En Suramérica la figura de Cristo que se debe presentar más constantemente y con ganas es en la que él parece en estrecha relación con el pecado. Que se enfatice como el Juez severo del mal, como el Amigo misericordioso de pecadores desesperados

KAIRóS Y CRONOS AUTOR Carlos Martínez García 24 DE NOVIEMBRE DE 2018 13:00 h

Hay preguntas que resurgen e interpelan al protestantismo latinoamericano. Cada generación, ya sea explícita o implícitamente, debe cuestionarse acerca de su ser y quehacer. Otra forma de plantearse la pregunta es en términos de interrogante sobre la identidad y misión del cristianismo evangélico, también lo es responder a cuál es el ethos del protestantismo en Latinoamérica.



En el comentario anterior a la obra de Daniel Salinas, Teología con alma latina. El pensamiento evangélico en el siglo XX (Ediciones Puma, Lima, 2018), me ocupé de reseñar los planteamientos del autor sobre los primeros esbozos de pensamiento evangélico en tierras latinoamericanas y la reflexión concitada en el Congreso de Panamá, en 1916. Ahora continuamos con lo expuesto y discutido en Montevideo, 1925, la Habana, 1929 y la sedimentación de doctrinas que fueron perfilando al evangelicalismo mayoritario en América Latina.



Si en Panamá la tendencia fue justificar la presencia  misionera exógena y sus resultados en el Continente, en el Congreso de Montevideo (presidido por el brasileño Erasmo Braga) lo anterior se dio por sentado y además se abordaron preguntas relacionadas con el mensaje a transmitir y su pertinencia contextual: “¿Cuál debe ser nuestro mensaje? y ¿hay ciertos elementos característicos del mensaje cristiano que deberían enfatizarse?” (p. 31).



En el documento resultante se recomienda enfatizar rasgos cristológicos ausentes, o difusos, en la religiosidad popular dominante: “El Jesús de la tragedia, el ‘Cristo español’, debe ser suplementado por esa Persona poderosa que ardió de indignación confrontado por el engaño y la opresión organizados que se amparaban bajo un ropaje religioso. Además, se debe enfatizar también la ternura infinita de Jesús hacia los pecadores, débiles y desamparados. En una palabra, creemos que en Suramérica la figura de Cristo que se debe presentar más constantemente y con ganas es en la que él parece en estrecha relación con el pecado. Que se enfatice como el Juez severo del mal, como el Amigo misericordioso de pecadores desesperados, como el Salvador divino de cuyo paso por el tiempo tuvo una importancia redentora y cuya existencia infinita como el Señor exaltado garantiza la victoria de la justicia en la tierra” (p. 32).

## OBJETIVO A
Identifica y copia cada línea del listado de abajo que contenga la palabra "floor", teniendo en cuenta mayúsculas y minúsculas.
## OBJETIVO B
Escribe la parte siguiente del artículo sobre el pensamiento evangélico en América Latina, empezando justo después de su última oración.

## DATOS PARA PROCESAR
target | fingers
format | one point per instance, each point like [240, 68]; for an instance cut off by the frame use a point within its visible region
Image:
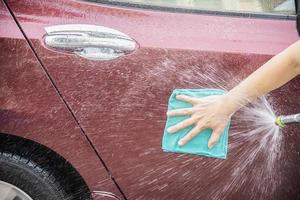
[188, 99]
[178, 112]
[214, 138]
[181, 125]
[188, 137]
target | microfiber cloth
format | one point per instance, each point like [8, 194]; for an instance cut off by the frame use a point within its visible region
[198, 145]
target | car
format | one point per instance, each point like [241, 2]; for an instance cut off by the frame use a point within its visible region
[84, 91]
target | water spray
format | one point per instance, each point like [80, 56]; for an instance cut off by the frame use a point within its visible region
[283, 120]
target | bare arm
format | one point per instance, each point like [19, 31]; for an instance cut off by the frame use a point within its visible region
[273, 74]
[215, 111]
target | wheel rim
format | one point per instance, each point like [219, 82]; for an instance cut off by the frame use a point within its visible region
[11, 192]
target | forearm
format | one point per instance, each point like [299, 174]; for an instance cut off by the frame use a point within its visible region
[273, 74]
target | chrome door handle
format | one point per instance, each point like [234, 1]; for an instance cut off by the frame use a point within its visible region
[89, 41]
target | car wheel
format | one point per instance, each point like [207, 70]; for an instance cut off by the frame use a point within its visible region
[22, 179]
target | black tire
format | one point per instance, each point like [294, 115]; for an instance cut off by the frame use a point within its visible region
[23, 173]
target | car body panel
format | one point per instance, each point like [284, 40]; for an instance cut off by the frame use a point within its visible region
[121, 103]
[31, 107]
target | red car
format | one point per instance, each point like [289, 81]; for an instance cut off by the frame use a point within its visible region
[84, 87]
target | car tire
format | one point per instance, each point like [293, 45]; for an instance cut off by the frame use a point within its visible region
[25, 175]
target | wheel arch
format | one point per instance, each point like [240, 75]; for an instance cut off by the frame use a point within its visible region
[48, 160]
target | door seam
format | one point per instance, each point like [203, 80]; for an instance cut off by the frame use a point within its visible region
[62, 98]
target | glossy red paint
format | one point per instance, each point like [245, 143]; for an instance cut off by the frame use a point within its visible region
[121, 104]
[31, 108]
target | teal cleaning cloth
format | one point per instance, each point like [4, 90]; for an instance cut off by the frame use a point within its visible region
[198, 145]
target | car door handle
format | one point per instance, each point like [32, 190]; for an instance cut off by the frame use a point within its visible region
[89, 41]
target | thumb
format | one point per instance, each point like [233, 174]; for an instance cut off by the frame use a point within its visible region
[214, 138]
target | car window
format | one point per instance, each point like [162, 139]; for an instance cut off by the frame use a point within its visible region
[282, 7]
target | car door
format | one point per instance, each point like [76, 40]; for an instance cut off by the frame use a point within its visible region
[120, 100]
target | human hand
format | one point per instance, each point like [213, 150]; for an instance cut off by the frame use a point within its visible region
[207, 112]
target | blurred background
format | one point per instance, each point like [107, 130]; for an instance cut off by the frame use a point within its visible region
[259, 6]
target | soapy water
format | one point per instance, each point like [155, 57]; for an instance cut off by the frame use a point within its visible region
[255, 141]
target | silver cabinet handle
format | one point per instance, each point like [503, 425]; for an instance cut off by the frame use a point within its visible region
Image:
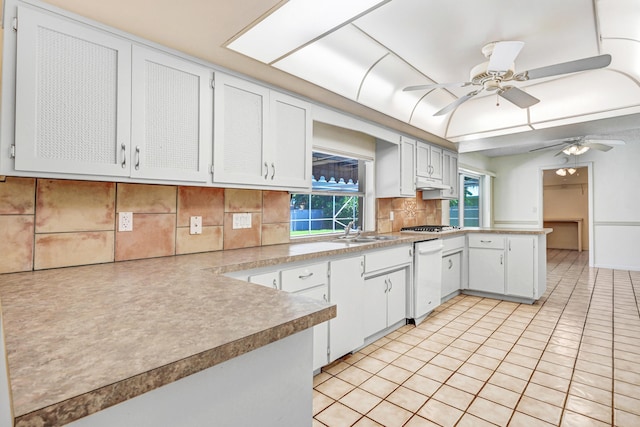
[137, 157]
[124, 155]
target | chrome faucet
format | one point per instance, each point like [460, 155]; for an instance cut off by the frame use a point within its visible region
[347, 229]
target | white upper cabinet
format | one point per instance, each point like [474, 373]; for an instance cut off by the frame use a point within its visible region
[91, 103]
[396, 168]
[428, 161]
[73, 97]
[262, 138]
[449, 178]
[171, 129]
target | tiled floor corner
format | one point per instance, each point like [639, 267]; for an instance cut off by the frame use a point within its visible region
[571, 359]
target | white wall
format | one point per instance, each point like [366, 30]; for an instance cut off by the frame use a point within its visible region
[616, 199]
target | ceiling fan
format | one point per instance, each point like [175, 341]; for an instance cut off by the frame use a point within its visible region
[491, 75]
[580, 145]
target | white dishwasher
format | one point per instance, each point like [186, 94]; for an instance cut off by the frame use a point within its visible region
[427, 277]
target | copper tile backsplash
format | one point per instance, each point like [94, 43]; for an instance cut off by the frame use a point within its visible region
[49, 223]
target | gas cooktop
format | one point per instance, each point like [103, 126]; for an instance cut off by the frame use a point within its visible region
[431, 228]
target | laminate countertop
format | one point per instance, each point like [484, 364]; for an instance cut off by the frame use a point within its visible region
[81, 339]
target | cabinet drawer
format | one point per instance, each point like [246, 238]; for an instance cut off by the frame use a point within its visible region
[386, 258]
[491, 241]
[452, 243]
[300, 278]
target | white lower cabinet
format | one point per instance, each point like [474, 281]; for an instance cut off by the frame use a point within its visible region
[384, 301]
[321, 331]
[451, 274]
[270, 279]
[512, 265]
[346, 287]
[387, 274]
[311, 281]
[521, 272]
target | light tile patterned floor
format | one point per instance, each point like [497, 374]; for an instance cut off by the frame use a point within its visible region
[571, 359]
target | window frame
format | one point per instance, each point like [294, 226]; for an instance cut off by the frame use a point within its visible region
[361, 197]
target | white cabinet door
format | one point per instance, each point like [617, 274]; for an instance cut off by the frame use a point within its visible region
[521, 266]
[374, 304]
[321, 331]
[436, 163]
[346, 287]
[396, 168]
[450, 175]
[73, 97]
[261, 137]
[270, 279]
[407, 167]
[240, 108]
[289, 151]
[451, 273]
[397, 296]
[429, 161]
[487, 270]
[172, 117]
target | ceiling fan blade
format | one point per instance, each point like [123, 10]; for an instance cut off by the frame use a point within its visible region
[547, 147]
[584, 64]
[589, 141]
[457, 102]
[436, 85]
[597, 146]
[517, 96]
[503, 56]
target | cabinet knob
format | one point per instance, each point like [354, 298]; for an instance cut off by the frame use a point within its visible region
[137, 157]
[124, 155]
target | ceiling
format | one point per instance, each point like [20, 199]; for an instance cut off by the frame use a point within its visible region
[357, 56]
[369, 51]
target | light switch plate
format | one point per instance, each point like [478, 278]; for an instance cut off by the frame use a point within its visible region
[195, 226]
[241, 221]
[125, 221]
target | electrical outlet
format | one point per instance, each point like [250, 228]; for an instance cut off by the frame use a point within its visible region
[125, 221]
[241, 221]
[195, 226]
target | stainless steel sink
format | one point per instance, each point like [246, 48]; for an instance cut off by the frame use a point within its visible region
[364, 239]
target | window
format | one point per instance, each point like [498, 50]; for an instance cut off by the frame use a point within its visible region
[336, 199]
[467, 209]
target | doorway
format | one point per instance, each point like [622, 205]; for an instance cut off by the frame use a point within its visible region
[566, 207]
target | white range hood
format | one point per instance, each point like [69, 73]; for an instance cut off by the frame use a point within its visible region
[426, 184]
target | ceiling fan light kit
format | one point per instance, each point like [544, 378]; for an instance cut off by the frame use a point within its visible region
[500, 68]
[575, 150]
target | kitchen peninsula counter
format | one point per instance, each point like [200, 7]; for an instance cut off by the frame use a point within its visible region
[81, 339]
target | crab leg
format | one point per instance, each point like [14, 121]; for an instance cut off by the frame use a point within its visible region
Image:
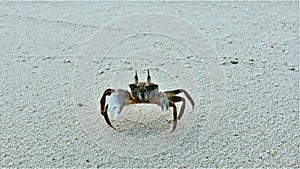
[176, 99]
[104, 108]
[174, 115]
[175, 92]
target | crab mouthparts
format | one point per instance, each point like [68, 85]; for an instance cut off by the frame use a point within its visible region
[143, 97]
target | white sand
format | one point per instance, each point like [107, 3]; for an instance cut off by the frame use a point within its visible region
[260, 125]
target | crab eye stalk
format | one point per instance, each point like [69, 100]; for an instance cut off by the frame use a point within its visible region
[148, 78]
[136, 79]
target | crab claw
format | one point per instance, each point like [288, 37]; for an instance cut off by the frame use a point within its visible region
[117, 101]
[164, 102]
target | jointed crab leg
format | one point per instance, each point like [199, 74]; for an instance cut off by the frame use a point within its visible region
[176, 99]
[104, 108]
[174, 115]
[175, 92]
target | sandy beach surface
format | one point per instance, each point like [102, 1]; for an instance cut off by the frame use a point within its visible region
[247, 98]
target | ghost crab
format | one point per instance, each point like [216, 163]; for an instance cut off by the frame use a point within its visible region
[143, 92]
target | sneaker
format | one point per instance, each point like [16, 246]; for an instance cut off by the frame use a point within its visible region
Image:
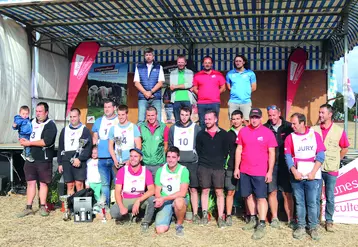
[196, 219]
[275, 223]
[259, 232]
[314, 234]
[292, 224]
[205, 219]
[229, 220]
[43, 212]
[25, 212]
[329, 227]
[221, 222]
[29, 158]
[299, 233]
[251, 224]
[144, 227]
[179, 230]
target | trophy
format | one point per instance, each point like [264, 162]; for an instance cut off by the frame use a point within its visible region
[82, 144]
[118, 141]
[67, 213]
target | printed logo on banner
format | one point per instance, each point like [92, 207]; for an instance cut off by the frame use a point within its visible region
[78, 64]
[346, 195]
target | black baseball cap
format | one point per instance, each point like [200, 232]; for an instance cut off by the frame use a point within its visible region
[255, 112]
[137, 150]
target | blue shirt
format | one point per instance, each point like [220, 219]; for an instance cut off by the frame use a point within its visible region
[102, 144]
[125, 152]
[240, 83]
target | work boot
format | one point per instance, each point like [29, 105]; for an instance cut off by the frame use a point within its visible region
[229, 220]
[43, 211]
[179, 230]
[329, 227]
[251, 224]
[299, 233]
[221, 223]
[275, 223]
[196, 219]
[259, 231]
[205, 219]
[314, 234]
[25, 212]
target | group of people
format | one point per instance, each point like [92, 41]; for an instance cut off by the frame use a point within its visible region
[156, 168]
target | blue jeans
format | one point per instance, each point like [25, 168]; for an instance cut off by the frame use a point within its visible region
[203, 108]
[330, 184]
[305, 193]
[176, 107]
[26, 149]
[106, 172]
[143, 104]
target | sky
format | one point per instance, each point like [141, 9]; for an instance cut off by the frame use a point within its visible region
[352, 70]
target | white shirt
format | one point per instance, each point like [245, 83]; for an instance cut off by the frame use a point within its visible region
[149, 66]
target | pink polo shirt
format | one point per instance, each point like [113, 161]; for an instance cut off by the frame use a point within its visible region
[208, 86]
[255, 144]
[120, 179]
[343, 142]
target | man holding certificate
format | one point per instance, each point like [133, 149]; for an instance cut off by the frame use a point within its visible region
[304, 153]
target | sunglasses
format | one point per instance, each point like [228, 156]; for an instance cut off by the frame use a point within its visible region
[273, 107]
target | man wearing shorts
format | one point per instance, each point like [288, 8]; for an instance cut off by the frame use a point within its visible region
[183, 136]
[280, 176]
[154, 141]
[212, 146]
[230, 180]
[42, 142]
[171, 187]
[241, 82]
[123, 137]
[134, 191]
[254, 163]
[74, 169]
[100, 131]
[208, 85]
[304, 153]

---

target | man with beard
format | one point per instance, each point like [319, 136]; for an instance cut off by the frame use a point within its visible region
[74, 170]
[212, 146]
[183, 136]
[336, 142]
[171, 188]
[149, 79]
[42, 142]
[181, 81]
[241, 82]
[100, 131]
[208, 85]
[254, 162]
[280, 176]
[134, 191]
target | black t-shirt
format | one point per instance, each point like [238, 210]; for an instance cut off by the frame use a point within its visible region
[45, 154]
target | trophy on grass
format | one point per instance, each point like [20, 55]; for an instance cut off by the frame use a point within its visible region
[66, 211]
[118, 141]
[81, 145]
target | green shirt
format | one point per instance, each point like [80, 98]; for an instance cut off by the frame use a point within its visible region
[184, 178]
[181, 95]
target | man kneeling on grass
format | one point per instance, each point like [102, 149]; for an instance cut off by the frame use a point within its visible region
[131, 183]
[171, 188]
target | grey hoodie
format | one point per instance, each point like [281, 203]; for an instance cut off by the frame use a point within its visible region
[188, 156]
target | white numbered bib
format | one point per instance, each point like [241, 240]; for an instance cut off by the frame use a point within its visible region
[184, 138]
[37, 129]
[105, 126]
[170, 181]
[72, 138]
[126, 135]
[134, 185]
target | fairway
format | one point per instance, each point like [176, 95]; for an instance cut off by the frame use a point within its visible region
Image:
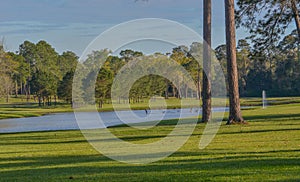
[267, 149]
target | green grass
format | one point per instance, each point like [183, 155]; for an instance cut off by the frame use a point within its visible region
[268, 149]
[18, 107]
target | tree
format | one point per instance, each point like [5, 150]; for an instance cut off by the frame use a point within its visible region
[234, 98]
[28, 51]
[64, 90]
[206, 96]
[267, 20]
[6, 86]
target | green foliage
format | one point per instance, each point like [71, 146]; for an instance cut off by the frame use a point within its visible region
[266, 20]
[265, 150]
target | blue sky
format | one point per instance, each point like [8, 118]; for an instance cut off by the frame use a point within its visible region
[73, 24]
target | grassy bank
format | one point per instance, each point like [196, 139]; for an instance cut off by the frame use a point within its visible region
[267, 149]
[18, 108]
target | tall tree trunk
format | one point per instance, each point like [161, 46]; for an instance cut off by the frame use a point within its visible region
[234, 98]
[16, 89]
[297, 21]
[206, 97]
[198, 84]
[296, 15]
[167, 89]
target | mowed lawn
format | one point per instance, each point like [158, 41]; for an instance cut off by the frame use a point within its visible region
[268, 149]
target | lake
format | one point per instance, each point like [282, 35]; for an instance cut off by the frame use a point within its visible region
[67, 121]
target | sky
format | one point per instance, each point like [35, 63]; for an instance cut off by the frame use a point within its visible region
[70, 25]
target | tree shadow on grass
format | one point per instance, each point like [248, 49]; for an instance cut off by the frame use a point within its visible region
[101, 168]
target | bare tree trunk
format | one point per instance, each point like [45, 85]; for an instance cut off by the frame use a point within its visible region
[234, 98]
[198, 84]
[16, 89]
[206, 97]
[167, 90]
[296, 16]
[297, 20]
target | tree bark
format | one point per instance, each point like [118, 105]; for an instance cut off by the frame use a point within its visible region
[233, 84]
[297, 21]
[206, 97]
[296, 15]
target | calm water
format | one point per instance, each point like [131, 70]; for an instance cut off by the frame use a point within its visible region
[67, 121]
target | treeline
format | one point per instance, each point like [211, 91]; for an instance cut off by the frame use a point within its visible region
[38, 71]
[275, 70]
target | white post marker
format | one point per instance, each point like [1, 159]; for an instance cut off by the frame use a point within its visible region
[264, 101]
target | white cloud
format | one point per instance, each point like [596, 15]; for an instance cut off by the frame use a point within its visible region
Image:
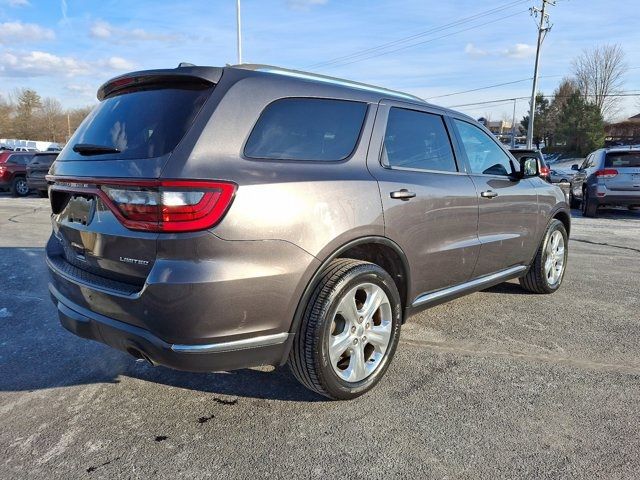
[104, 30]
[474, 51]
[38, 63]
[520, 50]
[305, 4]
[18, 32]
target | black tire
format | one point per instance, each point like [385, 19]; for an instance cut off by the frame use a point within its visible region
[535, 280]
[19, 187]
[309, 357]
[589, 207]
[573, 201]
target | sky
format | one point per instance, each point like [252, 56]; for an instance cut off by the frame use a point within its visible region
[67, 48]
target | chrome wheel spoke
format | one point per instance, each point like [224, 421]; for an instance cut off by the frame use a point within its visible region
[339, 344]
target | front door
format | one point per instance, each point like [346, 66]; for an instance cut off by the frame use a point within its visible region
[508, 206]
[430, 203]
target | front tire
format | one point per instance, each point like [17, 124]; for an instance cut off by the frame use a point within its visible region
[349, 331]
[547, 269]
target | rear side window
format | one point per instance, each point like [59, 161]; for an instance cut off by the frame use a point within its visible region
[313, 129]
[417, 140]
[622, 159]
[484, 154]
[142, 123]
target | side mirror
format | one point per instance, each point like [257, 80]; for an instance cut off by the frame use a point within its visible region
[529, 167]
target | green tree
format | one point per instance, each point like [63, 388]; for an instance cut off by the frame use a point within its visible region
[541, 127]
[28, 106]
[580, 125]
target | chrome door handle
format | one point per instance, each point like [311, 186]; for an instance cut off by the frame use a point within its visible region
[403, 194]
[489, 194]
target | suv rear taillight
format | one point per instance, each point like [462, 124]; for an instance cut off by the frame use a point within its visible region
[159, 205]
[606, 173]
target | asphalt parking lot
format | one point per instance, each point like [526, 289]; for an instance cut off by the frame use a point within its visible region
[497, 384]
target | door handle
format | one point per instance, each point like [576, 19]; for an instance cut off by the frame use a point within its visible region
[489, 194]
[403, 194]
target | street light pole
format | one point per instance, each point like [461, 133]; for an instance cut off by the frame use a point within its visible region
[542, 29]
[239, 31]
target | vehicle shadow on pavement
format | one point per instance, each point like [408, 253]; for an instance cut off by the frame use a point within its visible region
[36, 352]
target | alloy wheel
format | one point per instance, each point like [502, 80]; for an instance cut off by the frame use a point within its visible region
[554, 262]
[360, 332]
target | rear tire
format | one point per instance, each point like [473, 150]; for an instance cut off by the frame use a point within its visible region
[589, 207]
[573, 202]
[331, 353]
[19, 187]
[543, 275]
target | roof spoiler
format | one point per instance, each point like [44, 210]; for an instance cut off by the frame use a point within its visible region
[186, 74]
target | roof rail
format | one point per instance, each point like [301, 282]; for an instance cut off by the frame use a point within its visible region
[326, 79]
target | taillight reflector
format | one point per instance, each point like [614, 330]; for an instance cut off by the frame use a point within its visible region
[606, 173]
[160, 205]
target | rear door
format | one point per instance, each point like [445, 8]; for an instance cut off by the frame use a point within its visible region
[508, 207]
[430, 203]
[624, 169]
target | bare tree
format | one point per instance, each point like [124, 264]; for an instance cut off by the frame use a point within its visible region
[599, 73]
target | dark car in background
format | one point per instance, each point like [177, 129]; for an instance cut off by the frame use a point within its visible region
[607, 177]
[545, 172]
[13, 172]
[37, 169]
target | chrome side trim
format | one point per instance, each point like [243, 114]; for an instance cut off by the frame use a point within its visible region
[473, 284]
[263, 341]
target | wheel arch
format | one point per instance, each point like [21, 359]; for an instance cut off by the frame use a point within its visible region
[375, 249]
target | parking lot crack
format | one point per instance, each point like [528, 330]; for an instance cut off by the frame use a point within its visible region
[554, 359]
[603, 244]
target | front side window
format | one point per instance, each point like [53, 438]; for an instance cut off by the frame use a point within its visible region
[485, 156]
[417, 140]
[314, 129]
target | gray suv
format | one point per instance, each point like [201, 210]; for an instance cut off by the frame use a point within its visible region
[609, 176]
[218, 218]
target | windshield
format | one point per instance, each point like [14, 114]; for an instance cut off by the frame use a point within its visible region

---

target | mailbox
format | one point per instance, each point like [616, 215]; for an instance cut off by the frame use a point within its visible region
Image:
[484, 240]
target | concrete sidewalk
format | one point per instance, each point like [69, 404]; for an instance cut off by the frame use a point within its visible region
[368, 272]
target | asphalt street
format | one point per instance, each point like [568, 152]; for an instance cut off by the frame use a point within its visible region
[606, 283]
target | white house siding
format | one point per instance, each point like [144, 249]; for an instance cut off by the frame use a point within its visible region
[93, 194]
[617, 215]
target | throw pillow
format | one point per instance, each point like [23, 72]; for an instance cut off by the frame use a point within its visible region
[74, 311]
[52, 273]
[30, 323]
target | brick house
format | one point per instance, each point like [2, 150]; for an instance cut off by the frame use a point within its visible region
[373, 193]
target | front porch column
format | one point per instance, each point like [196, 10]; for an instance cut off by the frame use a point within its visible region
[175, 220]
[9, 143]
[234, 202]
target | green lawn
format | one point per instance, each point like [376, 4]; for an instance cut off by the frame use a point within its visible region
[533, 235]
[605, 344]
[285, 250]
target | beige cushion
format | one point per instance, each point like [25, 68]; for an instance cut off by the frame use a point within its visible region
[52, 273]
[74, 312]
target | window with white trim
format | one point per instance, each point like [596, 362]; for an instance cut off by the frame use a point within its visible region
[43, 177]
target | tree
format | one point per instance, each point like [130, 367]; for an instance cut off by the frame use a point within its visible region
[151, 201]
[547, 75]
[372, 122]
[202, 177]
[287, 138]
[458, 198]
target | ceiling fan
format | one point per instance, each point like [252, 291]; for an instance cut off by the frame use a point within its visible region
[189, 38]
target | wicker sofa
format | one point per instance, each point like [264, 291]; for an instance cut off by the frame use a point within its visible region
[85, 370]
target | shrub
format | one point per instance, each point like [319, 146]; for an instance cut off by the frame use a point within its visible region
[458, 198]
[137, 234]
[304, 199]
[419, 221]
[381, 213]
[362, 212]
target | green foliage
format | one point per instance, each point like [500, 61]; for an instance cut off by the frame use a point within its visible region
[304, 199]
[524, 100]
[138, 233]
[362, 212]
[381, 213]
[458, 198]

## RESPUESTA ESPERADA A
target | tiled floor corner
target | light tile patterned floor

## RESPUESTA ESPERADA B
Si bien la singularidad doctrinal del protestantismo debía preservarse y difundirse, mediante distintos medios e instancias pedagógicas, igualmente era ineludible hacer hincapié en la encarnación de los principios que se propagaban. Por lo cual, “dondequiera que se deba enfatizar la doctrina, se debe acompañar de una insistencia en los frutos prácticos de una vida santa” (p. 34). En Montevideo también se instó a desarrollar propuestas que hicieran frente a las problemáticas de cada nación y a las necesidades de los distintos sectores sociales. Es decir, a ir más allá de la evangelización personal, sumarle reflexión y acciones con el fin de contribuir a la solución de los flagelos que mantenían subyugados a los pueblos latinoamericanos.



En 1929, el Congreso Evangélico Hispano-Americano de La Habana, estuvo presidido por el metodista mexicano Gonzalo Báez-Camargo, que tenía treinta años. De una observación, que llevaba implícito un llamado al examen de conciencia, Báez-Camargo lanzó un reto para “naturalizar” al protestantismo en América Latina. Primero la observación: “¿Será que nuestro protestantismo no se adapta al temperamento de estos pueblos, no satisface sus aspiraciones religiosas, no llena sus necesidades espirituales, en una palabra, no arraiga, no prende no se identifica? […] No hemos podido vincularnos a nuestro pueblo. Le somos extraños a nuestra raza” (p. 41). Ente esto, su reto era un llamado a ir en sentido contrario a la ajenidad para latinizar al protestantismo.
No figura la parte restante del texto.